Records for processing:

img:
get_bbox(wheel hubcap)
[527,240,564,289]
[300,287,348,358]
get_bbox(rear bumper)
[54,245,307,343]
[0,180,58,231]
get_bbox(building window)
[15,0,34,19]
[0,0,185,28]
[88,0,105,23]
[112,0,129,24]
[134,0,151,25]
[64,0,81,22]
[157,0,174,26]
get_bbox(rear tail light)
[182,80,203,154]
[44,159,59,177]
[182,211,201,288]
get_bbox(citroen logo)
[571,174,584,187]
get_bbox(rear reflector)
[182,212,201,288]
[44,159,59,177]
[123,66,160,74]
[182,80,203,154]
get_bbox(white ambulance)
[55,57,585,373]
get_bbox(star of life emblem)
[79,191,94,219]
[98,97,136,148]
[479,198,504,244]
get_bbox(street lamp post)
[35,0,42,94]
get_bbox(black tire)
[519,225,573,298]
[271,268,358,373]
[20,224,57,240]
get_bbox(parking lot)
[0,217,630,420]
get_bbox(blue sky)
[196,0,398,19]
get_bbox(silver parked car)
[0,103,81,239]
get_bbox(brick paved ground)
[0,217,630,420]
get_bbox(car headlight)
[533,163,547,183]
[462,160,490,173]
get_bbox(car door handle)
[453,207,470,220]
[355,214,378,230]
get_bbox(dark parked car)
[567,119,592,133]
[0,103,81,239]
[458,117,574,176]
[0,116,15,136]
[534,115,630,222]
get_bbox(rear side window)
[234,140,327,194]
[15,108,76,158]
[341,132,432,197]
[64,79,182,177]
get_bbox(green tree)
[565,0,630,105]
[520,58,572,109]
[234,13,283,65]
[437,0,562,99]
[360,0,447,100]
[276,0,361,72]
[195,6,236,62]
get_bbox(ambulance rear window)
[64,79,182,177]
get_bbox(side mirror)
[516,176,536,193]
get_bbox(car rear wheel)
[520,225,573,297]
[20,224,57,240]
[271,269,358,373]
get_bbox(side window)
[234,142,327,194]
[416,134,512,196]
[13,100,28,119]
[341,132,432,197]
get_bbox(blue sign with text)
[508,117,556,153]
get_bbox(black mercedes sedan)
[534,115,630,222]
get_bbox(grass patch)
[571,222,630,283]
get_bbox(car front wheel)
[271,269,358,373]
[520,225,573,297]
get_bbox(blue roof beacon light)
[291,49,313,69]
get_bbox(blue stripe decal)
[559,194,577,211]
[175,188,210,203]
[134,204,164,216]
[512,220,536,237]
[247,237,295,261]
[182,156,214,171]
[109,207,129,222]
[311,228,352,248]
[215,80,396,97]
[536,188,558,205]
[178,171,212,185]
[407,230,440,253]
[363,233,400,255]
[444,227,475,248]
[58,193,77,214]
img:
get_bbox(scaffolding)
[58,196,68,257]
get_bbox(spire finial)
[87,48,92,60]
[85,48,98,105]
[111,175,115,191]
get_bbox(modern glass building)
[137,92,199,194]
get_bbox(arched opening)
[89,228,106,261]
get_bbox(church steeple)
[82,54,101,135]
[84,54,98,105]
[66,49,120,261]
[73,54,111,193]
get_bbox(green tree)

Exercise goal:
Rewrite the lines beginning with the one that has "get_bbox(car headlight)" and ending after the one that has "[195,6,236,62]", with "dark parked car" changed to "black parked car" and nothing else altered.

Task result:
get_bbox(car headlight)
[533,163,547,183]
[462,160,490,173]
get_bbox(car door handle)
[453,207,470,220]
[355,214,378,230]
get_bbox(black parked car)
[567,119,592,133]
[0,103,81,239]
[458,117,574,176]
[0,116,15,136]
[534,115,630,222]
get_bbox(rear side window)
[234,140,327,194]
[15,108,76,158]
[341,132,432,197]
[64,79,182,177]
get_bbox(green tree)
[565,0,630,105]
[520,58,572,109]
[234,13,283,65]
[437,0,562,99]
[360,0,447,100]
[276,0,361,72]
[195,6,236,62]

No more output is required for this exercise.